- [Task inputs]
-----

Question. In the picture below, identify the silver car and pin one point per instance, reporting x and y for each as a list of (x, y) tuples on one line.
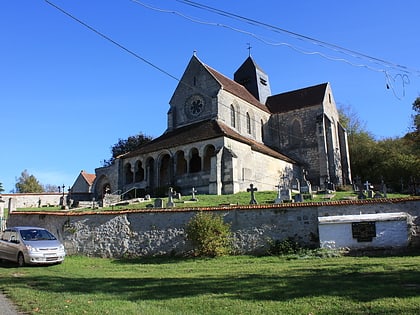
[(30, 245)]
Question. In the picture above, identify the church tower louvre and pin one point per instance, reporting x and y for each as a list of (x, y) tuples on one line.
[(254, 79)]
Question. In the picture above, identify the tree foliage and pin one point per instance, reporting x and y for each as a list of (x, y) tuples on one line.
[(394, 161), (27, 183), (127, 145), (209, 234)]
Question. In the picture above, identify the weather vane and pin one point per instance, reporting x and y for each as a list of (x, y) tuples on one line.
[(249, 48)]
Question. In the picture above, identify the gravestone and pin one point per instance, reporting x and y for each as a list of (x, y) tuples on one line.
[(252, 189), (359, 186), (296, 185), (158, 203), (193, 191), (384, 189), (298, 198), (170, 202), (285, 194), (369, 192), (278, 198), (2, 218), (12, 205)]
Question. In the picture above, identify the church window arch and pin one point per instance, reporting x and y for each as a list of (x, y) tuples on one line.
[(150, 171), (139, 174), (208, 154), (248, 123), (296, 135), (165, 170), (128, 173), (181, 163), (195, 161), (262, 130), (232, 116)]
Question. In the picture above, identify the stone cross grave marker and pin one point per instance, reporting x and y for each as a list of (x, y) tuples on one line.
[(158, 203), (12, 205), (252, 189), (2, 218), (170, 202), (193, 191), (368, 190)]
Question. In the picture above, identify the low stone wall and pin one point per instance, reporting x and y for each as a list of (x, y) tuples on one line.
[(32, 200), (162, 232)]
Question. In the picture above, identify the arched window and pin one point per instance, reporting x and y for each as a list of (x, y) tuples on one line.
[(195, 161), (165, 171), (139, 175), (232, 116), (262, 130), (296, 133), (209, 152), (128, 174), (181, 163), (248, 123)]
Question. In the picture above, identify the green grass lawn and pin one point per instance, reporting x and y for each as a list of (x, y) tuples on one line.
[(226, 285)]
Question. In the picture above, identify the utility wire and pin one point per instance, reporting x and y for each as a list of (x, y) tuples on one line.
[(304, 37), (227, 106), (111, 40)]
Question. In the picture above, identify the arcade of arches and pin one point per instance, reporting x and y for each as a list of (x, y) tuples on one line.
[(148, 172)]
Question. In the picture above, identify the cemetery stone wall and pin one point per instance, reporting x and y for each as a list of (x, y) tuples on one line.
[(162, 231)]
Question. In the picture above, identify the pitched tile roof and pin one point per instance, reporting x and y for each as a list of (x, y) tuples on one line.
[(236, 88), (297, 99), (205, 130), (90, 178)]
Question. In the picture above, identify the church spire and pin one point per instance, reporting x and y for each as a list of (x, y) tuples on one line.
[(253, 78)]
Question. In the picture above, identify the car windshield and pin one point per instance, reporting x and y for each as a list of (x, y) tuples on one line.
[(36, 235)]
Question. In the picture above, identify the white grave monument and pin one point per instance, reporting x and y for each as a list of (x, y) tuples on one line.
[(377, 230)]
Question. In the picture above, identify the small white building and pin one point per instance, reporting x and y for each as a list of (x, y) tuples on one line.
[(378, 230)]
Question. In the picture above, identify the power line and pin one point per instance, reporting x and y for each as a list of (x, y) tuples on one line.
[(301, 36), (111, 40), (227, 106)]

-----

- [Aim of the task] Rewrite the listing above, beginning at the line that has "Question. In the picture above, identify the cemetery" and stopping after the line that has "[(36, 235)]", keeping every line in that span. Shift each x and y coordinate in the answers up by 99, and leave all other text unchanged.

- [Answer to this problem]
Question. In the picture above, identify the cemetery stone wall and pin one point per instance, reporting x and y for each as a list of (x, y) tuples on one line.
[(261, 330)]
Question. In the picture above, identify the pitched tile roof and pin one point per instance, reporting x and y for each as a list of (x, y) tuples on one line.
[(335, 187), (396, 198), (304, 229), (189, 277)]
Question. In the picture above, identify the church spire and pin one point per instance, reporting x and y for each as a list of (x, y) tuples on one line.
[(352, 177)]
Question. In the picture above, identify the car windshield and pin one point per instance, reporting x and y for each as a list of (x, y) tuples on one line.
[(135, 334)]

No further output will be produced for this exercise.